- Task instructions
From the records that follow, copy every line that contains the word "Jaguar".
Top of Provided information
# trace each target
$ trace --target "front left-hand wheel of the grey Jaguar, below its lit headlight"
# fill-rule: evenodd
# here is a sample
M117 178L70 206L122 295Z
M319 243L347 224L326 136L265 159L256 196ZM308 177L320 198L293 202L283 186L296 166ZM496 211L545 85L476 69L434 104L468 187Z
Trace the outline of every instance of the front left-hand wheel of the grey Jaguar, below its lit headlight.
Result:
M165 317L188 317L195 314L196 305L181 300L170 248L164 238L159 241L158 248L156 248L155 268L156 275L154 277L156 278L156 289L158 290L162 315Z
Bottom of Provided information
Top of Provided information
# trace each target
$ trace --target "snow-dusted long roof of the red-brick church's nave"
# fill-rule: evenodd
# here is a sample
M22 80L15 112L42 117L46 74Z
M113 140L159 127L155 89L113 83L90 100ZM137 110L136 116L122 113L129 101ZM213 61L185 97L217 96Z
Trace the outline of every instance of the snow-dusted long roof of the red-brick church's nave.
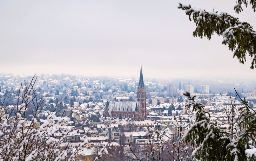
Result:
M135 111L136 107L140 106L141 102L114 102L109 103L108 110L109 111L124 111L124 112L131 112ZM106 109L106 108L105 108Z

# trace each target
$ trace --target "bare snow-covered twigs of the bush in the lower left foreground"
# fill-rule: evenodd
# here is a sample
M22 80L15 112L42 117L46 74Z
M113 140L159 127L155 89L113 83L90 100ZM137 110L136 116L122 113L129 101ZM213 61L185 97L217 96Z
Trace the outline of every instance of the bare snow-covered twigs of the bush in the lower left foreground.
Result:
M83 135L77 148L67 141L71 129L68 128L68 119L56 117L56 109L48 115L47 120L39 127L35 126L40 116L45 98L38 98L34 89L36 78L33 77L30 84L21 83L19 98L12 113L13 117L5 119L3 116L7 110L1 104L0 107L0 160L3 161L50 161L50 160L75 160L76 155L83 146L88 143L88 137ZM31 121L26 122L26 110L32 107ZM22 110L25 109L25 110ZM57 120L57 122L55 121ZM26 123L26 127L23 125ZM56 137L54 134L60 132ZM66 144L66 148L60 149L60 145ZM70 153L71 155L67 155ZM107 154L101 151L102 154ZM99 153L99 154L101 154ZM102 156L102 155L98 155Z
Bottom of Provided information
- Solution to this task
$ trace --target "front left-hand wheel of the grey Jaguar, below its lit headlight"
Trace the outline of every instance of the front left-hand wheel of the grey Jaguar, below its lit headlight.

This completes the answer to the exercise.